* **WHAT YOU ARE ASKED TO DO**:
Recast the lines from the one holding "Task: annotation of the woman's" through the end of the records, inclusive, as a Markdown table with the columns Row and Line. Leave out any blank lines.

───── RAW DATA ─────

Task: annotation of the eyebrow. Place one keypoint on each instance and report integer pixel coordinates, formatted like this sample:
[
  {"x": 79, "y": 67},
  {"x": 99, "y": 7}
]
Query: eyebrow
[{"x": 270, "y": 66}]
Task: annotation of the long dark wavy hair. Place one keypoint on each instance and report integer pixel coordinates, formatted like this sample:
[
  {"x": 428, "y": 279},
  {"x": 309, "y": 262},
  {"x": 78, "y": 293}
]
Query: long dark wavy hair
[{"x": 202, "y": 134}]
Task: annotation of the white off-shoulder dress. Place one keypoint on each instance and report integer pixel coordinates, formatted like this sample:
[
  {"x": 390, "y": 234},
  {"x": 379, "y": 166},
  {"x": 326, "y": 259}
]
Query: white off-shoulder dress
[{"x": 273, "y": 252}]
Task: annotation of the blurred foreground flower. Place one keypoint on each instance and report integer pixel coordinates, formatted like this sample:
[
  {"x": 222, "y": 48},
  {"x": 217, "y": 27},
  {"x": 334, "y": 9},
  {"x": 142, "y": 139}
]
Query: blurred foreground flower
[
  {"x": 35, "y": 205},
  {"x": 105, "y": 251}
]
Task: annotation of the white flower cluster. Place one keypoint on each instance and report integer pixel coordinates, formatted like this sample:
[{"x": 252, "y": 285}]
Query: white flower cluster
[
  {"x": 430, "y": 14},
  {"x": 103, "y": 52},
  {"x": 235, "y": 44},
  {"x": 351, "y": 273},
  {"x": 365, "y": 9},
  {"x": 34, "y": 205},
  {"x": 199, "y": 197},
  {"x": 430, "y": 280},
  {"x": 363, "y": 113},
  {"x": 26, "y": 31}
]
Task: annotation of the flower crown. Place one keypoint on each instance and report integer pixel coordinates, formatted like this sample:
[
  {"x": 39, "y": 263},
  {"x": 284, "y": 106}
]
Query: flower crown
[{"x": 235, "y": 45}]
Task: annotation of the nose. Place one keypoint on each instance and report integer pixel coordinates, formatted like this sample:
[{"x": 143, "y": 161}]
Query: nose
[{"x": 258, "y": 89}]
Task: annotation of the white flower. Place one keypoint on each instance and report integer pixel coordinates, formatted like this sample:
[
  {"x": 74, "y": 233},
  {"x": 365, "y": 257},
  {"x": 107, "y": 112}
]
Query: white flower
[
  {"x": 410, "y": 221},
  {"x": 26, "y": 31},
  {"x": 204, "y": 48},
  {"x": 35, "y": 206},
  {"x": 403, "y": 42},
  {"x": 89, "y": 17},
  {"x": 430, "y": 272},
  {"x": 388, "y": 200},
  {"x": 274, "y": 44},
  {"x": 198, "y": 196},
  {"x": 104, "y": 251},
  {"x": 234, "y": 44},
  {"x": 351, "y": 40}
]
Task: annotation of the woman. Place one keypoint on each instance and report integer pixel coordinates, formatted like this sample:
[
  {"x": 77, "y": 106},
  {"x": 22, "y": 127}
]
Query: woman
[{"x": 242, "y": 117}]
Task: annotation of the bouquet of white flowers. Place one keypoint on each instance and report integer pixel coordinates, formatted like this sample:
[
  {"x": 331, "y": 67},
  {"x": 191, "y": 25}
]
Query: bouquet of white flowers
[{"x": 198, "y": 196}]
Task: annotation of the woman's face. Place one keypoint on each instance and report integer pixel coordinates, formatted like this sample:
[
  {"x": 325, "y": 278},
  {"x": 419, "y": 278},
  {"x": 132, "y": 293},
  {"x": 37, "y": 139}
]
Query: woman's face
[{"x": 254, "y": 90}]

─────

* **RESULT OF THIS EXERCISE**:
| Row | Line |
|---|---|
| 1 | Task: annotation of the woman's face. Place one keypoint on each instance and report integer pixel coordinates, formatted like this sample: |
| 2 | [ |
| 3 |   {"x": 325, "y": 278}, |
| 4 |   {"x": 419, "y": 278}, |
| 5 |   {"x": 132, "y": 293}, |
| 6 |   {"x": 37, "y": 139} |
| 7 | ] |
| 8 | Query: woman's face |
| 9 | [{"x": 254, "y": 90}] |